• OBJETIVO DE LA TAREA
Indica cuántas líneas de los datos que siguen contienen la cadena "yellow", distinguiendo entre mayúsculas y minúsculas. Responde solo con el número.

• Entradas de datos
┄┄┄┄┄┄┄┄┄┄
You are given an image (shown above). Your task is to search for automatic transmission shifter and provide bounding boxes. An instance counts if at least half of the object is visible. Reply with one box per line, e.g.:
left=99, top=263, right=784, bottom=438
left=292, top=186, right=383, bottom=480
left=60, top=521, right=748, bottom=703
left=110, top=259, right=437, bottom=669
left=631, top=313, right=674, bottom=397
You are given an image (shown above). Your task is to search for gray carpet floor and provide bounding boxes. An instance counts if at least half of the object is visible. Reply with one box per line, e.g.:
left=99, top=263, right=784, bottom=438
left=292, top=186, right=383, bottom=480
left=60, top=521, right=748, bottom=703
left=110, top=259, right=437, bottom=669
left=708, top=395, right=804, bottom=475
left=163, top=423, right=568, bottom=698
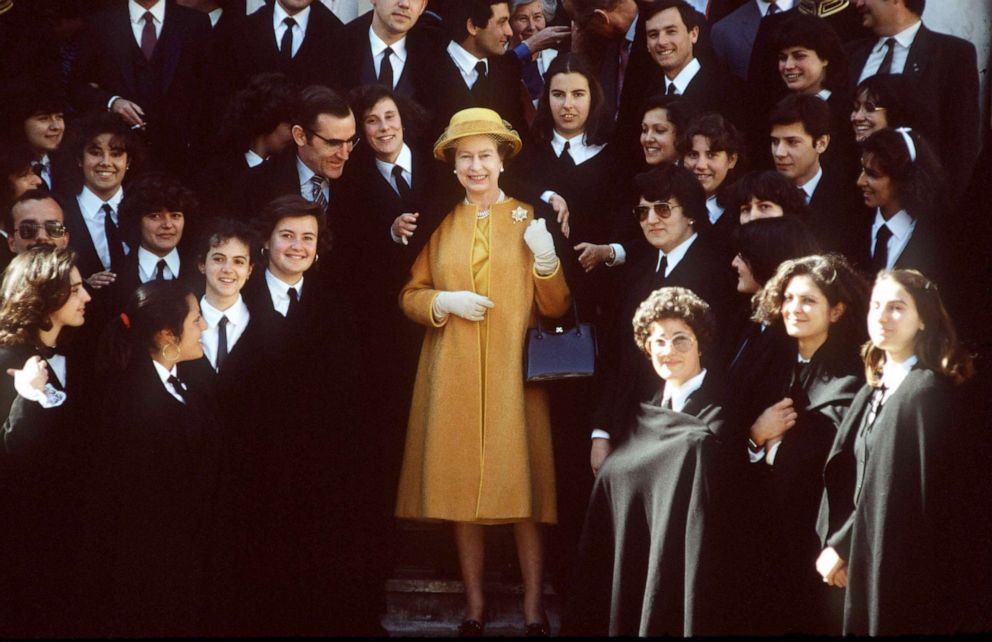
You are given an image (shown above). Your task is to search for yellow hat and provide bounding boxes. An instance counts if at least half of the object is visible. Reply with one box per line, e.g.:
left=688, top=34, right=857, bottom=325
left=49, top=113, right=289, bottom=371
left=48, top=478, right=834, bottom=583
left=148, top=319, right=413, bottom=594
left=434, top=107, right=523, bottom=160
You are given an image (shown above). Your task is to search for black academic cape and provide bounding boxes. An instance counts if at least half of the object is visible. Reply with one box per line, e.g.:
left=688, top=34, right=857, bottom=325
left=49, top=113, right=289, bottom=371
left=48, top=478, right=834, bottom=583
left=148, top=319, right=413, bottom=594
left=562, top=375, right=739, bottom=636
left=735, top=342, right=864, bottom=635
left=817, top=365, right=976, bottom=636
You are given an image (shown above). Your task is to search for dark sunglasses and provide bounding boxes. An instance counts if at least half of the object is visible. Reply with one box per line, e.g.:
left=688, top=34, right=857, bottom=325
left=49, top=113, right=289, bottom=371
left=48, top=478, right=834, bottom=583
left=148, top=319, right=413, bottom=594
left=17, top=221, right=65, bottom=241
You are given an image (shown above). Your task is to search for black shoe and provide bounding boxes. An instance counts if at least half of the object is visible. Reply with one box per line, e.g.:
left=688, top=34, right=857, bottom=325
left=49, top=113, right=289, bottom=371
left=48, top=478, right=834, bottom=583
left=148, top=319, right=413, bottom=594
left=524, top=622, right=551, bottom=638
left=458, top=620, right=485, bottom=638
┄┄┄┄┄┄┄┄┄┄
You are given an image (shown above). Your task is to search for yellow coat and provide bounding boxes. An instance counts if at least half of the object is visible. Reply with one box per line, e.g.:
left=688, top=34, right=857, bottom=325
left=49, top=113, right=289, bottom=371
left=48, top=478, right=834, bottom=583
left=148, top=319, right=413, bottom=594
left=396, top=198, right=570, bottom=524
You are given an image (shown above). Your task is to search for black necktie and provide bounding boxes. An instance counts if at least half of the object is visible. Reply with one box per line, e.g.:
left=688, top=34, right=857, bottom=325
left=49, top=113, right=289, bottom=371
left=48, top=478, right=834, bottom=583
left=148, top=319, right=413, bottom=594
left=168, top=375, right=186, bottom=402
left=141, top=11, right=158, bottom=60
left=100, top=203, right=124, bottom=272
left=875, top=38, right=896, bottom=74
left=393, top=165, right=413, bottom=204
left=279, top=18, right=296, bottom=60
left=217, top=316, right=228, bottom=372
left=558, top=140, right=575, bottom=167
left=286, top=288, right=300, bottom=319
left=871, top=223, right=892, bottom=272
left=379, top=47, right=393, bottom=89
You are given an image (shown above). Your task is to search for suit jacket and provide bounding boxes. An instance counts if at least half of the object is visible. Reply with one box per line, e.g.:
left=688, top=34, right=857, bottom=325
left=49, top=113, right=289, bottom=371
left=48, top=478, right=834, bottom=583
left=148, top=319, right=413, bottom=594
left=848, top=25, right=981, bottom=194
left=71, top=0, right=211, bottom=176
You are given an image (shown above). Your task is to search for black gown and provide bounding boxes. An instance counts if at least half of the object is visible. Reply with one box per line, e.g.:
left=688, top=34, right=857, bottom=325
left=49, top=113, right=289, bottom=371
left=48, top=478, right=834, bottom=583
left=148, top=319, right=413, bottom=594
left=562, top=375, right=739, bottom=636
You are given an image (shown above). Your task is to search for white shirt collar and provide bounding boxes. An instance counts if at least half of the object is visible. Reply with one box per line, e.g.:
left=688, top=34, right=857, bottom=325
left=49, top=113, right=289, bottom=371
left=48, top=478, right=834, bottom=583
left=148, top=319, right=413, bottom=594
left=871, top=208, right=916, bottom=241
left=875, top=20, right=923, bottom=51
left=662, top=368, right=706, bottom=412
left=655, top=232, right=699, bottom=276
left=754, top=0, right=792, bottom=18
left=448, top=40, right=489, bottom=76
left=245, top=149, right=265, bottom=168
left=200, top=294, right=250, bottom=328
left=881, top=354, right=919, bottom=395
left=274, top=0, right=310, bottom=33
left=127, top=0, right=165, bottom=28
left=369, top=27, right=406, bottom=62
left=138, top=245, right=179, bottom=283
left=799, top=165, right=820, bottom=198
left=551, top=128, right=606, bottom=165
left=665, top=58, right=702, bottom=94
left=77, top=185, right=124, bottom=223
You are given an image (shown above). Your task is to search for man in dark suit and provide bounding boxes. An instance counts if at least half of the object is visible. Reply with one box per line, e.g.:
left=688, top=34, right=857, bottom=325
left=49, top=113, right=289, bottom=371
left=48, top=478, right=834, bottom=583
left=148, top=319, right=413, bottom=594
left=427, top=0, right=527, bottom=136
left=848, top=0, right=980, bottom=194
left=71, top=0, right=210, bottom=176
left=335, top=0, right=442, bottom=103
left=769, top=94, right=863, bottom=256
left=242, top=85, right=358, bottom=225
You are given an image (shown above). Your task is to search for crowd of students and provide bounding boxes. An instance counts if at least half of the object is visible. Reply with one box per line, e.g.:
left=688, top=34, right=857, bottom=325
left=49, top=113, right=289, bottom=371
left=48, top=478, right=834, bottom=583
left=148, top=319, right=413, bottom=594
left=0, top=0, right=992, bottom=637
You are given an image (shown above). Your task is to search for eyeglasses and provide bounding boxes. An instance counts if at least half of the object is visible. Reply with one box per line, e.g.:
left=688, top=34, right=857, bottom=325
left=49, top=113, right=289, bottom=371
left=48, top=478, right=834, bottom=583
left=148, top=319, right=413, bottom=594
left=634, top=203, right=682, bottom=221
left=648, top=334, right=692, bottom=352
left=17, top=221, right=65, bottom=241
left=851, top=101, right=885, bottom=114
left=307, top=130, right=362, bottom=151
┄┄┄┄┄┄┄┄┄┄
• SOLUCIÓN ESCRITA
2